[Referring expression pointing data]
====================
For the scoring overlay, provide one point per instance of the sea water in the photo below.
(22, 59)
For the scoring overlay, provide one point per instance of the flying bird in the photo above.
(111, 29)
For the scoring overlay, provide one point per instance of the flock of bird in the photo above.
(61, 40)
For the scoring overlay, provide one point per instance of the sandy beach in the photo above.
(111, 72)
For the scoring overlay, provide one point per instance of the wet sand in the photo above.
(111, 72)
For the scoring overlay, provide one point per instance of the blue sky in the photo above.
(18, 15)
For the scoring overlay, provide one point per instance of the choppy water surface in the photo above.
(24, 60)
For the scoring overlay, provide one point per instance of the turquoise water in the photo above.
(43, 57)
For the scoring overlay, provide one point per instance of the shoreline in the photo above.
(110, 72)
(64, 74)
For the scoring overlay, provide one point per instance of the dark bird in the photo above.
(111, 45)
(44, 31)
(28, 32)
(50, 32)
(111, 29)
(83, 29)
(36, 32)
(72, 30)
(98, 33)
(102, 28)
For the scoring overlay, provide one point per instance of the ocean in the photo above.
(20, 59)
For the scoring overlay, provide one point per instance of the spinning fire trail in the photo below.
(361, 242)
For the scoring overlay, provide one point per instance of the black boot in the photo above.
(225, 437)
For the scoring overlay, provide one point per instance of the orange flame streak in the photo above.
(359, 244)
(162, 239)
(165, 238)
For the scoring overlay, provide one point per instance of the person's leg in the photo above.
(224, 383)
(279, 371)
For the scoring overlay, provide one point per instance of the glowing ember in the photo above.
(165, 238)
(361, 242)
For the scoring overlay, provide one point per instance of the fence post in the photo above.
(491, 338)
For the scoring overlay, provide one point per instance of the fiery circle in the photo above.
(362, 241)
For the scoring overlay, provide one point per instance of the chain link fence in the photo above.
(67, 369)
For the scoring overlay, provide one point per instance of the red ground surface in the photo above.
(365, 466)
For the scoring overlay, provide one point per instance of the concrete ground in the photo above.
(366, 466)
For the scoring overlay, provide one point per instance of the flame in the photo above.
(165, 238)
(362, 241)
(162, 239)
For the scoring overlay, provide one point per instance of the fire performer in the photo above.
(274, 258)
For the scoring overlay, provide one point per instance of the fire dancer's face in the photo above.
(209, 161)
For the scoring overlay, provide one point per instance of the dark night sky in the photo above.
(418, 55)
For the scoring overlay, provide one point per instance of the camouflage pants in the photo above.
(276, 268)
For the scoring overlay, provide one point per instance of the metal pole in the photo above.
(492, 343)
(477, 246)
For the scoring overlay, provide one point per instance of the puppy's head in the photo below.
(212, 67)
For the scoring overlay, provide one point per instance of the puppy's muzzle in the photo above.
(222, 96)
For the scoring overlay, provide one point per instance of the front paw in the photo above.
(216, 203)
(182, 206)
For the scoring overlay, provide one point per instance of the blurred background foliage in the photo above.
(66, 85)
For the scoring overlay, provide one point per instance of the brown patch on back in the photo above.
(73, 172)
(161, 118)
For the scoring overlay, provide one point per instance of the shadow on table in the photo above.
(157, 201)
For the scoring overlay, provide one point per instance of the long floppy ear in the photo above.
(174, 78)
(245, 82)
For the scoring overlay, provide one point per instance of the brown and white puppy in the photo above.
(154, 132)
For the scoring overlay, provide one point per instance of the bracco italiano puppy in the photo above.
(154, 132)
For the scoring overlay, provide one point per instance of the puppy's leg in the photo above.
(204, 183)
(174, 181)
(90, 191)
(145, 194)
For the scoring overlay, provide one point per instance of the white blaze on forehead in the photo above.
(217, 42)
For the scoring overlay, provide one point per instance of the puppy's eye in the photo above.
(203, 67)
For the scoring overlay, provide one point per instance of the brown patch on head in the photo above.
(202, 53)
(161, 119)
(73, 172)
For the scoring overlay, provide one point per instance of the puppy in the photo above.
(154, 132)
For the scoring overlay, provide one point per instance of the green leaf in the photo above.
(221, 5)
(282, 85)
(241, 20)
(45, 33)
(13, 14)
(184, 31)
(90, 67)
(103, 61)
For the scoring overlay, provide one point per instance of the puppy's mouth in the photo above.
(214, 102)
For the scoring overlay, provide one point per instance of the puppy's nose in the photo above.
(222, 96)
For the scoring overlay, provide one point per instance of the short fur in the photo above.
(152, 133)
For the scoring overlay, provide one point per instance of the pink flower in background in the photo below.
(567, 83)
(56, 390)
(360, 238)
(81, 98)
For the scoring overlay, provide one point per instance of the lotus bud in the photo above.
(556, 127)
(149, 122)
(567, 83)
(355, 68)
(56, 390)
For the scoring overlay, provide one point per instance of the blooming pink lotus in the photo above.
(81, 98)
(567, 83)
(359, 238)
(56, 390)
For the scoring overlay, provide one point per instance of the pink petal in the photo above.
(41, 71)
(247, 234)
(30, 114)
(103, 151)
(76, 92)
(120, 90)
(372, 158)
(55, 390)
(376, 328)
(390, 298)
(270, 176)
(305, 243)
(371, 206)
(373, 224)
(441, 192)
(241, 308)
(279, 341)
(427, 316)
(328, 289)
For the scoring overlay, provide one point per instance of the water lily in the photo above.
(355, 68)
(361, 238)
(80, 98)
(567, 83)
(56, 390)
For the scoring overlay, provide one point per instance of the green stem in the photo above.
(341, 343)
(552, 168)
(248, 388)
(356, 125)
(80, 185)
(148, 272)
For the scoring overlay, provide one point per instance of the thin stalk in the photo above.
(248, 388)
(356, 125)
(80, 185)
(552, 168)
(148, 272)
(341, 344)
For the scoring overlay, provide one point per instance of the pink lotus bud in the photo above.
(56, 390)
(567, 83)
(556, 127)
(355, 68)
====================
→ **What the task asks**
Give the data again in full, keeping every line as it was.

→ **Result of the task**
For the scoring overlay, provide one point per instance of the sea water in the photo below.
(22, 59)
For the scoring overlay, provide one point per instance of the flying bird in the photo above.
(111, 29)
For the scoring overlay, provide one point per instance of the flock of bird in the photo above.
(61, 40)
For the scoring overlay, provide one point per instance of the sandy beach in the photo above.
(111, 72)
For the scoring overlay, provide one point per instance of the wet sand in the photo above.
(111, 72)
For the scoring overlay, provide one point per instance of the blue sky in the photo above.
(18, 15)
For the scoring overlay, provide one point per instance of the choppy water surface in the photo above.
(24, 60)
For the scoring overlay, provide one point per instance of the turquoise water in the photo above.
(43, 57)
For the scoring overlay, provide one point per instance of the shoreline in the photo above.
(110, 72)
(64, 74)
For the scoring overlay, provide one point per instance of the dark bird in the photo above.
(111, 45)
(44, 31)
(28, 32)
(50, 32)
(111, 29)
(83, 29)
(36, 32)
(72, 30)
(98, 33)
(102, 28)
For the scoring overlay, provide one point per instance of the ocean in the photo above.
(20, 59)
For the scoring overlay, provide one point per instance of the spinning fire trail in the photo below.
(361, 242)
For the scoring overlay, provide one point per instance of the black boot in the photo above.
(225, 437)
For the scoring overlay, provide one point per instance of the orange flame streak in the photo above.
(359, 244)
(162, 239)
(165, 238)
For the scoring overlay, provide one point per instance of the person's leg in the photo above.
(224, 383)
(279, 371)
For the scoring overlay, provide one point per instance of the glowing ember in the photo above.
(165, 238)
(361, 242)
For the scoring overlay, provide one point per instance of the fence post in the photo above.
(491, 338)
For the scoring overlay, provide one point per instance of the fiery circle in the photo above.
(362, 241)
For the scoring overlay, provide one point per instance of the chain link fence in the photo above.
(67, 369)
For the scoring overlay, provide one point per instance of the red ground surface in the photo above.
(365, 466)
For the scoring overlay, provide one point per instance of the concrete ground in the photo above.
(366, 466)
For the scoring overlay, provide one point per instance of the flame in the photo above.
(165, 238)
(362, 241)
(162, 239)
For the scoring overlay, provide one point per instance of the fire performer in the photo above.
(274, 258)
For the scoring overlay, provide one point per instance of the fire dancer's face in the photo above.
(209, 161)
For the scoring overlay, provide one point per instance of the dark night sky in the photo above.
(418, 55)
For the scoring overlay, provide one point per instance of the camouflage pants in the photo above.
(276, 268)
For the scoring overlay, provide one point per instance of the metal pole in the photo above.
(492, 343)
(477, 246)
For the scoring overlay, provide one point per instance of the puppy's head in the photo below.
(212, 67)
For the scoring overlay, provide one point per instance of the puppy's muzzle in the photo above.
(222, 96)
For the scoring overlay, provide one point per instance of the front paw in the photo above.
(216, 203)
(182, 206)
For the scoring overlay, provide one point per instance of the blurred background foliage in the photo above.
(66, 85)
For the scoring overlay, provide one point per instance of the brown patch on back in the photo above.
(73, 172)
(161, 118)
For the scoring overlay, provide one point per instance of the shadow on table in the photo above.
(157, 201)
For the scoring overlay, provide one point per instance of the long floppy ear in the photo above.
(174, 78)
(245, 82)
For the scoring overlay, provide one point per instance of the brown and white puppy in the photo above.
(154, 132)
For the scoring overlay, provide one point per instance of the bracco italiano puppy in the photo above.
(154, 132)
For the scoring overlay, provide one point per instance of the puppy's leg in the photo above.
(204, 183)
(174, 181)
(90, 191)
(145, 194)
For the scoring overlay, provide one point per instance of the white blaze on forehead in the photo above.
(217, 42)
For the scoring overlay, provide one point per instance of the puppy's eye in the photo above.
(203, 67)
For the scoring overlay, provide one point per instance of the brown patch on head in the photo above.
(202, 53)
(161, 119)
(73, 172)
For the scoring overlay, provide one point per instance of the puppy in the photo above.
(154, 132)
For the scoring overlay, provide one point per instance of the green leaf in the photo above.
(221, 5)
(282, 85)
(241, 20)
(45, 33)
(13, 14)
(184, 31)
(90, 67)
(103, 61)
For the scoring overlay, provide one point per instance of the puppy's mouth in the photo above.
(214, 102)
For the scoring overlay, provide one point per instance of the puppy's nose in the photo above.
(222, 96)
For the scoring overlay, provide one point per instance of the short fur in the photo above.
(152, 133)
For the scoring overlay, provide one point per instance of the pink flower in background in the photo below.
(567, 83)
(56, 390)
(360, 238)
(81, 98)
For the scoring overlay, provide one point per instance of the lotus bud in the photo above.
(556, 127)
(149, 122)
(567, 83)
(355, 68)
(56, 390)
For the scoring overlay, provide one point per instance of the blooming pink lotus in the photo above.
(81, 98)
(567, 83)
(359, 238)
(56, 390)
For the scoring overlay, provide one point per instance of the pink petal in the photo above.
(41, 71)
(247, 234)
(30, 114)
(103, 151)
(76, 92)
(120, 90)
(372, 158)
(55, 390)
(376, 328)
(390, 298)
(270, 176)
(305, 243)
(371, 206)
(373, 224)
(441, 192)
(241, 308)
(279, 341)
(427, 316)
(328, 289)
For the scoring overlay, provide one point per instance of the water lily in the photo above.
(355, 68)
(361, 238)
(80, 98)
(567, 83)
(56, 390)
For the scoring overlay, provide one point per instance of the green stem in the photo above.
(341, 343)
(552, 168)
(248, 388)
(356, 125)
(80, 185)
(148, 272)
For the scoring overlay, provide one point per instance of the thin stalk in the photo above.
(248, 388)
(356, 125)
(80, 185)
(552, 168)
(148, 272)
(341, 344)
For the scoring overlay, provide one point per instance of the pink lotus bud in the photo above.
(56, 390)
(567, 83)
(556, 127)
(355, 68)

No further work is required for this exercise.